◆ PASSAGE ◆
Alrighty, this list of my pet peeves is starting to sound absurd.  I am not a negative Nellie.  I try my best not to break the 11th commandment, but let's be honest - it ain't easy.
Next week, if you're kind enough to let me humor you some more (or annoy you with my sourpuss take on society), I'll show you that my cup can be half full by listing the things that turn my curmudgeonly frown upside down.  In the mean time, I will be outwardly tolerant, patient, and kind.

◆ THE TASK ◆
Copy out the pet peeves passage word for word, from start to finish.

◆ EXCERPTED DATA ◆
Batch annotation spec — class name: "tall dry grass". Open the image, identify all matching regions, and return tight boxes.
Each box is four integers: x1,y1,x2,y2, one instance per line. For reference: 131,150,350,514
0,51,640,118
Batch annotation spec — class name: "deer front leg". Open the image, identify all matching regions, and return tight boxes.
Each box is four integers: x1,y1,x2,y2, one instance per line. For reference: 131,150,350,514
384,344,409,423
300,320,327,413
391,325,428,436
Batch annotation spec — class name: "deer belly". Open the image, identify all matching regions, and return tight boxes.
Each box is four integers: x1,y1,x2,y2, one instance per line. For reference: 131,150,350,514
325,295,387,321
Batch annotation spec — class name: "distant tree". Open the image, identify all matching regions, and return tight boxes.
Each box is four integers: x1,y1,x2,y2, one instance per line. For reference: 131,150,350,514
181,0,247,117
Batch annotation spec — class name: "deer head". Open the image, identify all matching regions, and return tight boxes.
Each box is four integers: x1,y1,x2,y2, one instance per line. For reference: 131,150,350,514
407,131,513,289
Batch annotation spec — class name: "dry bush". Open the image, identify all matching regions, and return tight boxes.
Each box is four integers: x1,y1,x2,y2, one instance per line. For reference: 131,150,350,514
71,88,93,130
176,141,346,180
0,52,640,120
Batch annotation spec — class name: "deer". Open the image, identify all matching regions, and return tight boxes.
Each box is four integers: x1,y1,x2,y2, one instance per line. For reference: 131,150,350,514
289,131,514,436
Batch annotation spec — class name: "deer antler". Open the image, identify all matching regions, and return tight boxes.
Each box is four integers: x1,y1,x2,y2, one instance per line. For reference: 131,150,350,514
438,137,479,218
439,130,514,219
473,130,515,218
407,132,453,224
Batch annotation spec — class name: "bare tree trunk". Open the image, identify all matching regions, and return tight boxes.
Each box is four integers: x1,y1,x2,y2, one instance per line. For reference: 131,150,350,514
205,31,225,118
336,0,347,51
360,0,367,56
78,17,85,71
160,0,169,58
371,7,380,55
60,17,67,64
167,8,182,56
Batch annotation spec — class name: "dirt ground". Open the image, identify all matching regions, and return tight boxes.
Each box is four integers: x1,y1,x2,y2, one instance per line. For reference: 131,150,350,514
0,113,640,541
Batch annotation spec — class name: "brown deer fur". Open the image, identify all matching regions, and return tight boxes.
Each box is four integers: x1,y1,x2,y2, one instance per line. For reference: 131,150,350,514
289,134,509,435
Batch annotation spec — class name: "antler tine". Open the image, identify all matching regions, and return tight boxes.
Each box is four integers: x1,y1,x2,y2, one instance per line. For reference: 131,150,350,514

◆ RESULT OF THE EXERCISE ◆
Alrighty, this list of my pet peeves is starting to sound absurd.  I am not a negative Nellie.  I try my best not to break the 11th commandment, but let's be honest - it ain't easy.
Next week, if you're kind enough to let me humor you some more (or annoy you with my sourpuss take on society), I'll show you that my cup can be half full by listing the things that turn my curmudgeonly frown upside down.  In the mean time, I will be outwardly tolerant, patient, and kind.